ГЛАВА I. Родился в Париже близ Понтуаза…

ПАРИЖАНЕ
 
В Париже, что близ Понтуаза,
Я, Франсуа, увидел свет [6] .
 
   Поэт иронизирует с горечью, как человек, который в своем воображении уже видит себя повешенным. Его товарищу, делившему с ним забавы и лихие дела, удалось выкрутиться, потому что он был савояром и за него заступился герцог Савойи. А от кого можно ожидать протекции, если ты имел несчастье родиться всего-навсего парижанином? Остается лишь развлекаться игрой слов: в те времена слова Франсуа и француз [Francoys] писались и произносились совершенно одинаково.
   Вийону хорошо известно, что внутри пространства, отгороженного от остального мира двойным кольцом парижских стен, и торговец из Вернона, и виноградарь из Баньё французами не считаются и им для того, чтобы распродать на Гревской площади содержимое своих кузовов, необходимо подобрать себе во «французские подмастерья» кого-то из жителей Парижа.
   При этом настоящих-то парижских парижан было не так уж и много. Весьма жестоко сказано — маленький городишко «близ Понтуаза». Парижане их не переваривали, этих жителей Понтуаза и других городов, заполонявших улицы и таверны, разыгрывавших из себя парижан и оказывавшихся конкурентами при найме на работу. Впрочем, магистру Франсуа из Монкорбье, что в Бурбонне, считать себя парижанином было бы неприлично. Иногда в надежде заработать несколько денье он обращается к герцогу Бурбону: «Страны гроза и благодать…» Однако это всего лишь обыденная формулировка, где нет ничего конкретного и где главное — это просьба поэта «вознаградить его за труд».
   Мэтр Франсуа родился действительно в столице, но он первый в своем роду парижанин. Дядя его — уроженец Анжу. А Гийом де Вийон, который был для него «родимой матери добрее», являлся бургундцем из лангрского диосеза. Всем им не пристало сетовать на вторжение в столицу подданных провинциальных князей, — князей, владевших в Париже домами, благодаря которым их отцы либо деды выглядели своими в столице Карла VI. Получается, если употреблять слово в его узком значении, что магистр Франсуа де Монкорбье был новоиспеченным французом. И практически ничем не выделялся среди бургундцев, бретонцев, пикардийцев и нормандцев, населявших столицу.

ИСХОДНЫЕ ЗАПИСИ:
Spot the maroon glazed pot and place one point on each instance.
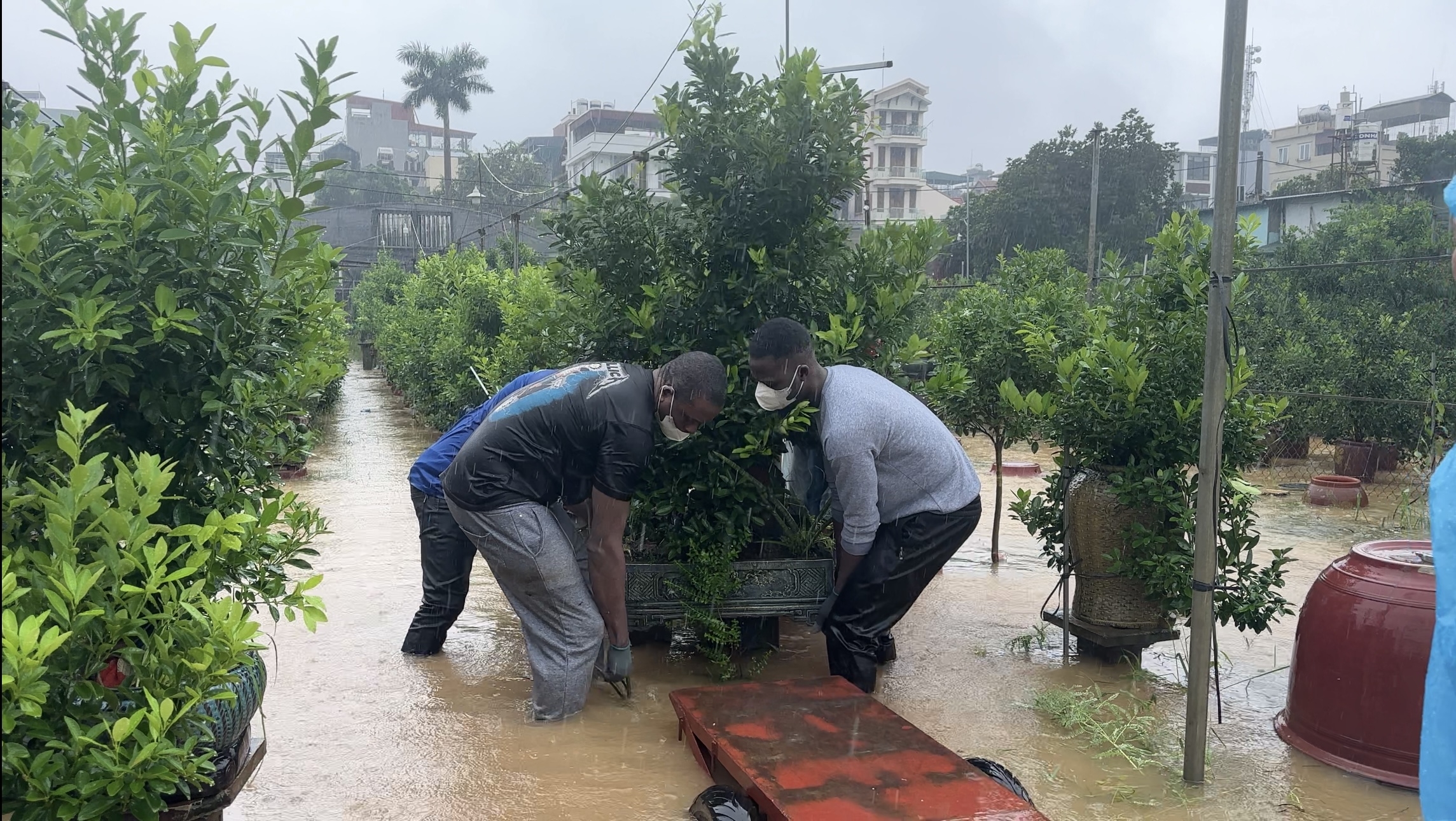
(1357, 678)
(1018, 469)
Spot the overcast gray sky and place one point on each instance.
(1002, 73)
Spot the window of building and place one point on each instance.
(1198, 168)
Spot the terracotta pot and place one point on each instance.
(1097, 523)
(1018, 469)
(1337, 491)
(1357, 677)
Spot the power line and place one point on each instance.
(1418, 402)
(1317, 265)
(429, 197)
(385, 172)
(576, 186)
(650, 87)
(1273, 268)
(37, 105)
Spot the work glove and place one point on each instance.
(824, 610)
(619, 663)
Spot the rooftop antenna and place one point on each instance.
(1250, 62)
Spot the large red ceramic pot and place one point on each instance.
(1357, 678)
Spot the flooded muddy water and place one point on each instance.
(357, 730)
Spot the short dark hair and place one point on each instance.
(779, 338)
(697, 374)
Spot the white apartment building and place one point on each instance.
(597, 137)
(894, 153)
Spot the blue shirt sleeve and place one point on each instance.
(424, 475)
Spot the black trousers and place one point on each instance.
(446, 555)
(902, 563)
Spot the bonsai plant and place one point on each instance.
(162, 302)
(1125, 411)
(1340, 330)
(978, 341)
(758, 168)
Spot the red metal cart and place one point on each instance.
(822, 750)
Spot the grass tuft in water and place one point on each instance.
(1116, 726)
(1036, 636)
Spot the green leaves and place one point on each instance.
(160, 305)
(1117, 386)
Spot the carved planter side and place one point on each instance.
(766, 589)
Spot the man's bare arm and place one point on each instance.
(607, 565)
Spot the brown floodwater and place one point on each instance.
(357, 730)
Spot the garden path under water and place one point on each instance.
(356, 730)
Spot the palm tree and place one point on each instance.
(446, 79)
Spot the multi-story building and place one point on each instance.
(1359, 142)
(600, 139)
(896, 186)
(1197, 169)
(386, 134)
(955, 185)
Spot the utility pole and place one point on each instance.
(966, 211)
(516, 242)
(1215, 377)
(1097, 169)
(785, 34)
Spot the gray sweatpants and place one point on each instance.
(539, 559)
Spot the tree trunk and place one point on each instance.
(446, 191)
(999, 446)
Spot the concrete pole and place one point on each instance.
(966, 211)
(1097, 169)
(516, 244)
(1215, 377)
(785, 34)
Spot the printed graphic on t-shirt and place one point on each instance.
(558, 386)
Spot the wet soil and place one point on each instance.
(356, 730)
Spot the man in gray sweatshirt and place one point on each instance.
(903, 493)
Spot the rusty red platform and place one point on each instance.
(820, 750)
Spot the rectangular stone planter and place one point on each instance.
(766, 589)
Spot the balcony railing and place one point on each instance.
(898, 172)
(898, 214)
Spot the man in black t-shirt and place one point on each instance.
(571, 447)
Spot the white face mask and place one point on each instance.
(771, 399)
(669, 427)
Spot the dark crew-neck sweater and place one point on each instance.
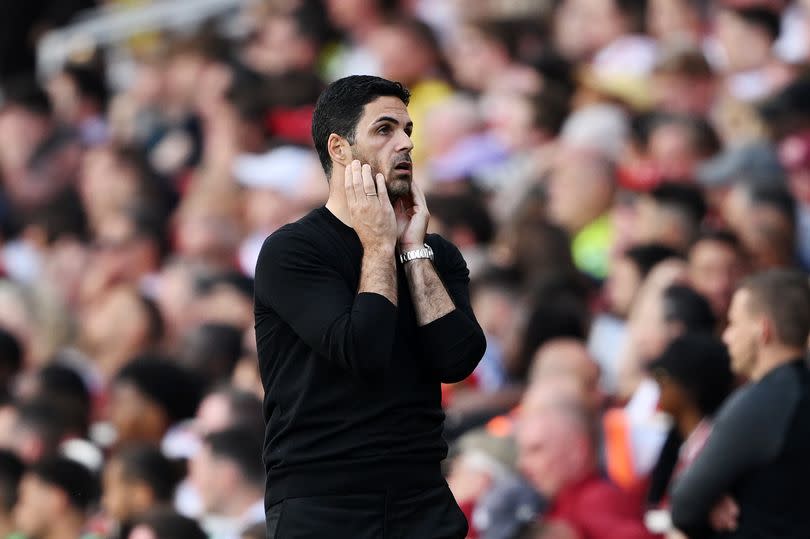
(352, 385)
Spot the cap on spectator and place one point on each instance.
(174, 388)
(699, 363)
(600, 128)
(756, 162)
(282, 169)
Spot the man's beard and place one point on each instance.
(396, 187)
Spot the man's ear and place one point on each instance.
(338, 149)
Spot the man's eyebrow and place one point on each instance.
(390, 120)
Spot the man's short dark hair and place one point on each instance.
(719, 235)
(682, 304)
(784, 297)
(147, 464)
(48, 419)
(213, 350)
(685, 200)
(78, 483)
(647, 256)
(11, 471)
(242, 446)
(174, 388)
(340, 107)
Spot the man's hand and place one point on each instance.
(370, 210)
(724, 515)
(412, 219)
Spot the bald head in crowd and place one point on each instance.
(562, 359)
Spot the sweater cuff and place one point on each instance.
(371, 303)
(455, 324)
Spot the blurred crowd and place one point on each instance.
(610, 169)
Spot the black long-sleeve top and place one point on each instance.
(352, 385)
(759, 454)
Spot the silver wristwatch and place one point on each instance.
(423, 252)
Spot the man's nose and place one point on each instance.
(404, 142)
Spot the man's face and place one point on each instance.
(383, 140)
(741, 334)
(117, 495)
(714, 270)
(36, 507)
(209, 477)
(547, 449)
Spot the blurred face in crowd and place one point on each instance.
(580, 189)
(213, 478)
(39, 507)
(673, 397)
(583, 27)
(744, 45)
(553, 452)
(122, 498)
(622, 285)
(134, 417)
(715, 269)
(672, 151)
(383, 140)
(742, 334)
(105, 184)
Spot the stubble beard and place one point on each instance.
(396, 187)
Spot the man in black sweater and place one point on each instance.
(360, 316)
(750, 479)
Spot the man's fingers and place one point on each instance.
(347, 184)
(418, 195)
(357, 181)
(368, 181)
(382, 192)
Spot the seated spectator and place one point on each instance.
(39, 427)
(227, 407)
(229, 476)
(558, 455)
(162, 524)
(694, 376)
(11, 471)
(670, 214)
(54, 499)
(750, 476)
(119, 324)
(566, 357)
(609, 330)
(212, 350)
(136, 480)
(11, 359)
(716, 264)
(149, 396)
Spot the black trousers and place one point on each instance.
(416, 514)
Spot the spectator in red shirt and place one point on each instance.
(558, 455)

УКАЗАНИЯ:
**A.** Уроженцем какой области, согласно избранному тексту, был дядя Франсуа?
**B.** Переведите на английский язык предложение из избранного текста: «Мэтр Франсуа родился действительно в столице, но он первый в своем роду парижанин».
**C.** Назовите все группы жителей столицы, среди которых, как утверждает избранный текст, магистр Франсуа де Монкорбье практически ничем не выделялся.
Записи получены из иного источника и с избранным текстом не связаны.

ИТОГОВЫЕ ОТВЕТЫ:
**A.** Дядя Франсуа был уроженцем Анжу.

**B.** Master François was indeed born in the capital, but he is the first Parisian in his family.

**C.** Бургундцы, бретонцы, пикардийцы и нормандцы.